:: SASARAN TUGAS ::
a - Ubah paragraf yang diawali "Wakil ketua 5 pada struktur organisasi" dalam teks tentang pengurus Muhammadiyah Banyumas menjadi daftar singkat yang tetap memuat fakta utamanya.
b - Teruskan teks tentang pengurus Muhammadiyah Banyumas, mulai setelah kalimat terakhirnya.

Lebih lanjut lagi, kami juga dikenalkan dengan wakil ketua 3 yang terdapat pada struktur organisasi, dengan nama Bapak Dr. Abdul Aziz Nasihuddin, SH yang memiliki kedudukan di Majlis Hukum dan HAM, Majelis Lingkungan Hidup, dan Lembaga Pembina dan Pengawas Keuangan. Selanjutnya, kedudukan Wakil Ketua 4 dimiliki oleh Bapak Drs. Agus Miftah yang bertanggung jawab di bidang Majelis Pelayanan Sosial serta Majelis Ekonomi Bisnis dan Pariwisata.

Wakil ketua 5 pada struktur organisasi ini diduduki oleh Rektor Universitas Muhammadiyah Purwokerto saat ini, yaitu atas nama Bapak Dr. Jebul Suroso, M. Kep., yang ditugaskan di bidang Majlis Pustaka dan Informasi, serta Majelis Pemberdayaan Masyarakat. Selain itu, masih terdapat empat wakil ketua untuk Pimpinan Daerah Muhammadiyah di wilayah Banyumas lainnya yang tidak dapat kami paparkan satu-persatu.

:: CATATAN YANG DIBERIKAN ::

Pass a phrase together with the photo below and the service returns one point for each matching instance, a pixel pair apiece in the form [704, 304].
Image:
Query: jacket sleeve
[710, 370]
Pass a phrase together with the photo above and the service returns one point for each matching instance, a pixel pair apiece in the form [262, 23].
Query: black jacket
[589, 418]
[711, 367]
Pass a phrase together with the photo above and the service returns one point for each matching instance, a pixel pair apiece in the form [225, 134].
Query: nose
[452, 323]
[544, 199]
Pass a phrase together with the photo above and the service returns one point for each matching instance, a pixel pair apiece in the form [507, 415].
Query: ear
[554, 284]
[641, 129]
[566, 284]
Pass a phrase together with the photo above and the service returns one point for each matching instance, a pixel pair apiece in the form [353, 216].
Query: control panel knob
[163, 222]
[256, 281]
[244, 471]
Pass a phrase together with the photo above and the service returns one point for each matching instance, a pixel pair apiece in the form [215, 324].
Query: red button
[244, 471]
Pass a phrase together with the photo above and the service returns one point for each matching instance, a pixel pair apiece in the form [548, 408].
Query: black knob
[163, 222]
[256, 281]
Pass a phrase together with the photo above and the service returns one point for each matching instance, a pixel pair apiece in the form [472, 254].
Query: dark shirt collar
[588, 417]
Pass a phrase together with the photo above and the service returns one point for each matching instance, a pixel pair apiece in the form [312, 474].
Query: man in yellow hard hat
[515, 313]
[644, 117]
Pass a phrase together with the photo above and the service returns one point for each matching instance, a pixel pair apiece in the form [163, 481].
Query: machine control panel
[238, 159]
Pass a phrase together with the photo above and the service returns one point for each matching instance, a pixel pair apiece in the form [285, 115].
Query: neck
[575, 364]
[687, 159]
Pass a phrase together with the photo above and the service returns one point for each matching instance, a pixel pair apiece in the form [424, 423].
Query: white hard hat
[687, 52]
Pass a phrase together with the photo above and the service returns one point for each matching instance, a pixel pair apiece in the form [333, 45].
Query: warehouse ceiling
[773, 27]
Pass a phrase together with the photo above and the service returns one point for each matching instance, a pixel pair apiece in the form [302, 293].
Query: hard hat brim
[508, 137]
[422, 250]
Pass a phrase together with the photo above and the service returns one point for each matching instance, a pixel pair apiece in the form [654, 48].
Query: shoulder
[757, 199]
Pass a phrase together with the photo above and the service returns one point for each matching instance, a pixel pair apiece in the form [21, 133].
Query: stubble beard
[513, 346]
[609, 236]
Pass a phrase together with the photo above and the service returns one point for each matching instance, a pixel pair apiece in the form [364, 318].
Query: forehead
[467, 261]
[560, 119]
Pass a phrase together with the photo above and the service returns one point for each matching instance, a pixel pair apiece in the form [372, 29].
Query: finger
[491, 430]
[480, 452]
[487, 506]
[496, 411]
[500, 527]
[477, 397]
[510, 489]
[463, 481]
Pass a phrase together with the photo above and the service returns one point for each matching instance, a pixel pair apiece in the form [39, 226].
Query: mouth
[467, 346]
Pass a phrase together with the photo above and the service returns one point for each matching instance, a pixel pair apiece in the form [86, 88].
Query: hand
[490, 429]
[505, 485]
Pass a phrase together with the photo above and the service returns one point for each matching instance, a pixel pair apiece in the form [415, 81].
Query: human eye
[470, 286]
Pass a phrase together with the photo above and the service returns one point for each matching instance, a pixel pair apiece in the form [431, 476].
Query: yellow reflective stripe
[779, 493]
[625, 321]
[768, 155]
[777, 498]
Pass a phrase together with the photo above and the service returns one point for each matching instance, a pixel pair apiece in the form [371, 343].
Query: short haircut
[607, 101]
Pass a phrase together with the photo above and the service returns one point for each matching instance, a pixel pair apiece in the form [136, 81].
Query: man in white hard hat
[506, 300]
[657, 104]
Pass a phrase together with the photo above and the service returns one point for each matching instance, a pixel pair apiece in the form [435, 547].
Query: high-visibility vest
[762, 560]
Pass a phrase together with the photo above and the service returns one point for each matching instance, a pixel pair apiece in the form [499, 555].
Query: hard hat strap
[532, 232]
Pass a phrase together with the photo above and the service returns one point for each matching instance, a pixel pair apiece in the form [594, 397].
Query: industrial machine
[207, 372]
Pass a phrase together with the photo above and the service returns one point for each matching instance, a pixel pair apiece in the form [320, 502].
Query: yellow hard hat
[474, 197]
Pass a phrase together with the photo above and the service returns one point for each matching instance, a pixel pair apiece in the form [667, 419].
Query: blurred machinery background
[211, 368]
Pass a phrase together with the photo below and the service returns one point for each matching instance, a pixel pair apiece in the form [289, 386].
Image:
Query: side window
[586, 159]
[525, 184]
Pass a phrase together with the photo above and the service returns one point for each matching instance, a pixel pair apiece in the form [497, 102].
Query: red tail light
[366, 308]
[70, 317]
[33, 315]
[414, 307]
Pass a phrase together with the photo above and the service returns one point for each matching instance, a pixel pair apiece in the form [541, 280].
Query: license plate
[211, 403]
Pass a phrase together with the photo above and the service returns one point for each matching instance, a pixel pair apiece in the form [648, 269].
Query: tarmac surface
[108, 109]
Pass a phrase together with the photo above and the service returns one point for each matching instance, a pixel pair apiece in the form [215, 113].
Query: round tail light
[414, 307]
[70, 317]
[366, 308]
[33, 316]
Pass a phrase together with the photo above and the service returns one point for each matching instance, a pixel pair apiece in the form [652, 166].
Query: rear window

:: JAWABAN TIAP TUGAS ::
a -
- Wakil Ketua 5: Bapak Dr. Jebul Suroso, M. Kep., Rektor Universitas Muhammadiyah Purwokerto saat ini.
- Bidang tugasnya: Majlis Pustaka dan Informasi serta Majelis Pemberdayaan Masyarakat.
- Masih ada empat wakil ketua lain untuk Pimpinan Daerah Muhammadiyah di wilayah Banyumas yang tidak diuraikan satu per satu.

b -
Sebagai peserta didik, tentunya kami sangat tertarik untuk mengetahui sejarah perjalanan pendidikan Muhammadiyah di Banyumas. Pada lokasi yang kami kunjungi, terdapat bangunan Masjid yang terlihat megah, dan memiliki makna yang cukup sakral. Masjid tersebut dikenal dengan Masjid 17. Berdasarkan artikel yang kami dapat dari Tribun Jateng.com, masjid ini memiliki keunikan tersendiri. Hal ini dikarenakan segala hal yang berkaitan dengan bangunan masjid ini berjumlah 17, seperti jumlah tangga, jendela, dan jumlah tokoh yang memiliki kesamaan visi tentang kemaslahatan umat menggagas pembangunan masjid ini yang juga berjumlah 17 orang.

Sebelum masjid ini ada, sebuah pondok pesantren sudah terlebih dulu didirikan. Keeksistensian dari masjid ini tentunya adalah untuk menimba ilmu agama Islam oleh para santri yang belajar disini. Selain itu, masjid ini juga sempat dijadikan sebagai pusat kajian agama Islam, terutama Muhammadiyah untuk warga sekitar di Banyumas, sekaligus sebagai pusat pengkaderan anggota Muhammadiyah. Masjid 17 masih menjadi saksi sejarah perkembangan pendidikan Muhammadiyah di Purwokerto hingga saat ini.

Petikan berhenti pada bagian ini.